Reading passage:
# how much does BARF typically cost you?



## ColieBear (Apr 13, 2011)

I would love to start Otto on raw (havent started reading much about it yet other than what it can do for him and sources to learn more) especially since hes going to be in SchH. I obviously wouldnt start this without learning all I need to know but my first concern, being a dependent myself, is the cost. I now feed Otto Blue Buffalo which is about $30 for a 15lb bag. I feed him two cups in the am and two cups in the pm. He doesnt usually eat ALL of it since it is a richer food. Also, he is 12 1/2 weeks and has diarrhea. Last vet app. his poop checked out fine and I'm taking him again tomorrow for his second round of vax and want to get it checked again although I'm almost positive its the food. He's perfectly fine in every other way. So, I'm sure I'm like the billionth person to post this same question but just thought I'd ask in case theres any different advice I can receive.


----------



## JPF (Feb 5, 2011)

ColieBear said:


> I would love to start Otto on raw (havent started reading much about it yet other than what it can do for him and sources to learn more) especially since hes going to be in SchH. I obviously wouldnt start this without learning all I need to know but my first concern, being a dependent myself, is the cost. I now feed Otto Blue Buffalo which is about $30 for a 15lb bag. I feed him two cups in the am and two cups in the pm. He doesnt usually eat ALL of it since it is a richer food. Also, he is 12 1/2 weeks and has diarrhea. Last vet app. his poop checked out fine and I'm taking him again tomorrow for his second round of vax and want to get it checked again although I'm almost positive its the food. He's perfectly fine in every other way. So, I'm sure I'm like the billionth person to post this same question but just thought I'd ask in case theres any different advice I can receive.


not sure about blue buffalo but 4 cups total sounds like a lot of food. I feed our puppy about that much and he is 4.5 months old and 45 pounds (wellness LBP). The 4 cups a day might be the reason for the soft stools


----------



## Josie/Zeus (Nov 6, 2000)

I just ordered these for Odin, he is 40 lbs @ 17 weeks old.


*Beef Blend - 20 lbs.*
Made from Ground Beef Blend with organs 10 - 15% organ meats, 10 % fat, 75 to 80% beef trim. Packed in 2 lb. pkgs.

Records shown:
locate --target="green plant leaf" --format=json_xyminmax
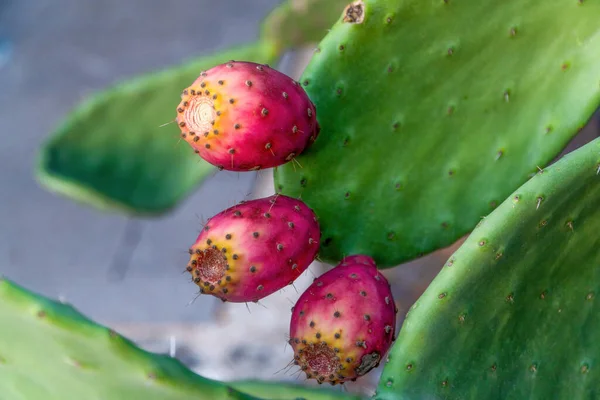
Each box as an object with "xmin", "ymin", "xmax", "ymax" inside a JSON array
[
  {"xmin": 376, "ymin": 139, "xmax": 600, "ymax": 400},
  {"xmin": 0, "ymin": 279, "xmax": 359, "ymax": 400},
  {"xmin": 275, "ymin": 0, "xmax": 600, "ymax": 267},
  {"xmin": 36, "ymin": 42, "xmax": 277, "ymax": 214}
]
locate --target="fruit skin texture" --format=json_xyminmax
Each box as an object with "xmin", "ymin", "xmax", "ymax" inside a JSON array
[
  {"xmin": 290, "ymin": 255, "xmax": 397, "ymax": 385},
  {"xmin": 177, "ymin": 61, "xmax": 319, "ymax": 171},
  {"xmin": 187, "ymin": 195, "xmax": 321, "ymax": 302}
]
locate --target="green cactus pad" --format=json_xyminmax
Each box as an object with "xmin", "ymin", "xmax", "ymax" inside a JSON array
[
  {"xmin": 227, "ymin": 381, "xmax": 363, "ymax": 400},
  {"xmin": 261, "ymin": 0, "xmax": 349, "ymax": 50},
  {"xmin": 376, "ymin": 139, "xmax": 600, "ymax": 400},
  {"xmin": 37, "ymin": 43, "xmax": 275, "ymax": 214},
  {"xmin": 0, "ymin": 279, "xmax": 358, "ymax": 400},
  {"xmin": 275, "ymin": 0, "xmax": 600, "ymax": 267}
]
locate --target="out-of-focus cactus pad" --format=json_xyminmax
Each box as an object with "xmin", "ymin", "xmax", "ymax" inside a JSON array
[
  {"xmin": 376, "ymin": 139, "xmax": 600, "ymax": 400},
  {"xmin": 276, "ymin": 0, "xmax": 600, "ymax": 267},
  {"xmin": 37, "ymin": 43, "xmax": 274, "ymax": 213},
  {"xmin": 0, "ymin": 279, "xmax": 358, "ymax": 400},
  {"xmin": 261, "ymin": 0, "xmax": 349, "ymax": 49}
]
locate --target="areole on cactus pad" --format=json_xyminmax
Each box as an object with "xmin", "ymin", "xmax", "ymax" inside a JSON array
[
  {"xmin": 177, "ymin": 61, "xmax": 319, "ymax": 171},
  {"xmin": 275, "ymin": 0, "xmax": 600, "ymax": 267},
  {"xmin": 375, "ymin": 139, "xmax": 600, "ymax": 400},
  {"xmin": 289, "ymin": 255, "xmax": 398, "ymax": 385},
  {"xmin": 187, "ymin": 195, "xmax": 321, "ymax": 302}
]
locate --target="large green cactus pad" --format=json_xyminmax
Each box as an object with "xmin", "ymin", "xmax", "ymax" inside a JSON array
[
  {"xmin": 37, "ymin": 43, "xmax": 275, "ymax": 214},
  {"xmin": 377, "ymin": 139, "xmax": 600, "ymax": 400},
  {"xmin": 276, "ymin": 0, "xmax": 600, "ymax": 267},
  {"xmin": 0, "ymin": 280, "xmax": 359, "ymax": 400}
]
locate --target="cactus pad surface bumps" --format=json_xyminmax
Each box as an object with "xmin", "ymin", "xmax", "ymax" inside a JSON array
[
  {"xmin": 375, "ymin": 139, "xmax": 600, "ymax": 400},
  {"xmin": 289, "ymin": 255, "xmax": 397, "ymax": 385},
  {"xmin": 177, "ymin": 61, "xmax": 319, "ymax": 171},
  {"xmin": 276, "ymin": 0, "xmax": 600, "ymax": 268}
]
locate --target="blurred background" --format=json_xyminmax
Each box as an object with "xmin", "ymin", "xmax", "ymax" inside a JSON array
[{"xmin": 0, "ymin": 0, "xmax": 599, "ymax": 393}]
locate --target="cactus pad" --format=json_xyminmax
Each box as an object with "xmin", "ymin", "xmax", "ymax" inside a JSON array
[
  {"xmin": 37, "ymin": 43, "xmax": 275, "ymax": 214},
  {"xmin": 261, "ymin": 0, "xmax": 349, "ymax": 50},
  {"xmin": 0, "ymin": 279, "xmax": 358, "ymax": 400},
  {"xmin": 376, "ymin": 139, "xmax": 600, "ymax": 400},
  {"xmin": 276, "ymin": 0, "xmax": 600, "ymax": 267}
]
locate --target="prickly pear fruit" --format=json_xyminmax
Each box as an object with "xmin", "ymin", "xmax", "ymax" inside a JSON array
[
  {"xmin": 177, "ymin": 61, "xmax": 319, "ymax": 171},
  {"xmin": 187, "ymin": 195, "xmax": 321, "ymax": 302},
  {"xmin": 290, "ymin": 255, "xmax": 397, "ymax": 385}
]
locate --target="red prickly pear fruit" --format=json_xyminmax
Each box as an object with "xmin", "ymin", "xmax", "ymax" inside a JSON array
[
  {"xmin": 290, "ymin": 255, "xmax": 397, "ymax": 385},
  {"xmin": 338, "ymin": 255, "xmax": 376, "ymax": 267},
  {"xmin": 177, "ymin": 61, "xmax": 319, "ymax": 171},
  {"xmin": 187, "ymin": 195, "xmax": 321, "ymax": 302}
]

Directives:
A – Echo the portion of the raw-feeding cost thread starting with "## Josie/Zeus (Nov" and going on through "2 lb. pkgs.".
B – In the raw-feeding cost thread, how much does Odin weigh, and at what age?
C – Pick up the raw-feeding cost thread from its last line and write what could come next.

Written responses:
A –
## Josie/Zeus (Nov 6, 2000)

I just ordered these for Odin, he is 40 lbs @ 17 weeks old.


*Beef Blend - 20 lbs.*
Made from Ground Beef Blend with organs 10 - 15% organ meats, 10 % fat, 75 to 80% beef trim. Packed in 2 lb. pkgs.

B – Odin weighs 40 lbs at 17 weeks old.

C –
*Venison - 10 lbs.*
Ground Venison - may have small bone fragments included; presence of bone not guaranteed- 
*Chicken Blend - 10 lbs.*
10 lb. case - Made from ground up chicken leg qtrs. packed in 1.67 lb. pkgs.
65% chicken leg qtrs., 25% chicken hearts, 10 % chicken liver. Leg qtrs are skinned and then some skin is added back so that there is 10% fat content in the product.
*Chicken Frames- 40 lbs.*
45 to 55 lb. case Chicken Frames, from All Natural Free Range, hand processed chicken, Lots of meat on these.

80 lbs of food- this should last for 5-6 weeks. I paid just over $80.

In addition, I buy greentripe as well- 

2 lbs. greentripe is 5.75 + tax
2 lbs. greentripe xkaliber is 6.75 + tax 

I feed the tripe once a week- So I spend about just over $100/monthly on food for Odin.


----------



## ColieBear (Apr 13, 2011)

thanks for replying. Do you have any experience with doing it all homemade?


----------



## Mac's Mom (Jun 7, 2010)

Colliebear, How much does Otto weigh? 4 cups does seem like a lot of food for a 12 week old puppy. I'm looking at my bag of Wellness and 4 cups is for dogs 106-125 lbs. Is 4 cups the recommended amount on the Blue Buffalo bag? Just asking because I've read that over feeding can cause soft stools.

Anyway to get back to your question, we personally find raw feeding extremely expensive. We now feed half Wellness and half raw. If you have any specific questions regarding raw, please feel free to PM me anytime


----------



## Mac's Mom (Jun 7, 2010)

Mac's Mom said:


> Anyway to get back to your question, we personally find raw feeding extremely expensive. We now feed half Wellness and half raw. If you have any specific questions regarding raw, please feel free to PM me anytime


This comment is not meant to discourage you from raw. I am a strong advocate of it. And there are lots of ways to cut costs if you have proper storage. We don't so we shop at the grocery store $$$$


----------



## MrsWoodcock (Oct 21, 2010)

ColieBear said:


> thanks for replying. Do you have any experience with doing it all homemade?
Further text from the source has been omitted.